Silent Cinema



STARS AND MOVIE CULTURE IN THE 1920s

Even before American companies began actively promoting their actors by name around 1910, audiences had demonstrated their preference for particular performers, resulting in such favorites as the Biograph Girl (Florence Lawrence) and the Vitagraph Girl (Florence Turner). Initially, stars were known only for their onscreen personae, so that the actor's (first) name became synonymous with his or her characterizations. Such was the case with the two preeminent stars of the 1910s, Mary Pickford (1892–1979) and Charlie Chaplin (1889–1977). Before the star system could reach its mature stage, knowledge of the stars' off-screen lives also needed to become available to eager fans. Fan magazines, of which Photoplay was the first to appear in 1912, supplied this information, though the true source for most such promotional material was the studios themselves. Not surprisingly, given the centrality of stars to the success of Hollywood features, the star system developed in tandem with the industry. Pickford had proven instrumental to Zukor's early success with features and functioned as the carrot to go with the stick of block booking. The undeniable pull the top-rank stars exerted at the box office placed them at the center of publicity campaigns and pushed salaries ever higher, with the average weekly paycheck quadrupling in the period between 1916 and 1926. The most powerful stars saw their power extend beyond monetary rewards: in the most celebrated instance of stars laying claim to control over their careers, Pickford, Chaplin, and Douglas Fairbanks (1883–1939) (in collaboration with the famous director D. W. Griffith [1875–1948]) formed United Artists in 1919 as a distribution outlet for their productions. Each of these stars would command yearly salaries in excess of $1 million by the 1920s.

It is no coincidence that the star system emerged at the same time as motion picture production was shifting its central operations from the East Coast to the West. The ongoing relocation of film personnel to the Los Angeles area facilitated the identification of movie-star lifestyles with the geographical (and symbolic) site of Hollywood. Hollywood thus became synonymous with a particular lifestyle; it was not simply where movies were made, but where those who made movies chose to live. Moreover, that life assumed a special quality reinforced by the physical separation of movie stars from the rest of the United States. As denizens of a distinct colony, stars were expected to lead lives that justified the coverage they received in fan magazines and that would stimulate the longings of admiring, even envious, fans. In this way stars became synonymous with a type of conspicuous consumption, endemic to the years of unbridled economic growth in the United States during the 1920s. As their salaries grew, and their possessions and homes became more luxurious, movie stars came to epitomize a fantasy of wealth and choice. They functioned simultaneously as a realization of the American Dream—the boy or girl next door rising to fame and fortune—and an impossible ideal—larger-than-life figures living an existence only a rarefied few could ever enjoy. Their film roles would often mirror this duality, with many narratives of the 1910s and 1920s placing stars within two favored scenarios: either the star is wealthy at the outset, but shows himself/herself to be possessed of values that equate him/her with the common people; or, the star gains wealth by the film's conclusion, ideally by meeting the perfect (and perfectly wealthy) mate, but never sacrificing him/her principles in the process of attracting a rich suitor.

[Data excerpt]
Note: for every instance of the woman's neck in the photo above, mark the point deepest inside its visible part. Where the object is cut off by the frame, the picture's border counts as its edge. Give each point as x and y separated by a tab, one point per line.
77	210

[Exercise requirements]
1. According to the passage on stars and movie culture in the 1920s, in what year did Pickford, Chaplin, and Fairbanks form United Artists?
2. Extend the passage on stars and movie culture in the 1920s, picking up right after its final sentence.

[Answer set]
1. 1919

2.
Both through their performances and the presentation of their public and private lives, then, stars had to appear remote and exotic while also seeming familiar and normalized. Stars lived a kind of dream existence, a heightened version of everyday life, and it was predicated on their sustaining a complex balancing act within the minds of their fans. In the early 1920s a series of scandals threatened that balance, puncturing the illusion that all stars lived by the same moral code adhered to by those who adored them. Roscoe "Fatty" Arbuckle (1887–1933) faced rape and murder charges connected to the death of a starlet whom the rotund comedian had met at a "wild" party; Mary Pickford's image as "America's Sweetheart" was not easily reconciled to her divorce in 1920; the murder of director William Desmond Taylor (1872–1922) (famous for having directed numerous Pickford vehicles) implicated two celebrated actresses, Mabel Normand (1892–1930) and Mary Miles Minters (1902–1984); and matinee idol Wallace Reid (1891–1923) died as a result of morphine addiction. The collective force of these scandals lent credence to the notion that Hollywood was out of control, and that hedonism

MARY PICKFORD
b. Gladys Smith, Toronto, Canada, 8 April 1893, d. 29 May 1979

No major star within the silent era can match the career longevity of Mary Pickford. Starting at Biograph in 1909, she established herself as a leading performer with her first films and went on to become the industry's biggest female star for the next two decades. Compelling onscreen, Pickford was equally adept at controlling the aspects of stardom that extend beyond the screen. A consummate businesswoman, she capitalized on her popularity from early on, negotiating favorable terms of employment and, eventually, considerable creative control. She achieved a degree of power most stars during the period could not hope to possess.

Pickford began acting as a child in Canadian theatrical productions before moving on to the New York stage under the tutelage of the impresario David Belasco in 1907. Switching to films two years later, she made a strong impression at Biograph, particularly as a comedienne. Even though the names of film performers were not made known to the public at that time, fans soon christened Pickford "Little Mary"; she parlayed that recognition into a series of increasingly lucrative contracts, moving from one company to another, and commanding a salary of several thousand dollars a week in the process. In 1916 she tightened control over her career by forming the Mary Pickford Corporation, and soon her earnings rose to nearly $1 million a year.

Distributors used the Pickford name to entice exhibitors to rent blocks of films among which would be her star vehicles. Recognizing how indispensable she was to a company's bottom line, she insisted on sharing in whatever profits her films earned. As the industry moved toward a vertically integrated structure by the close of the decade, Pickford elected to take over the distribution of her own titles by forming United Artists with her soon-tobe husband, Douglas Fairbanks; her director from the Biograph days, D. W. Griffith; and her rival in box-office popularity (and record-setting earnings), Charlie Chaplin.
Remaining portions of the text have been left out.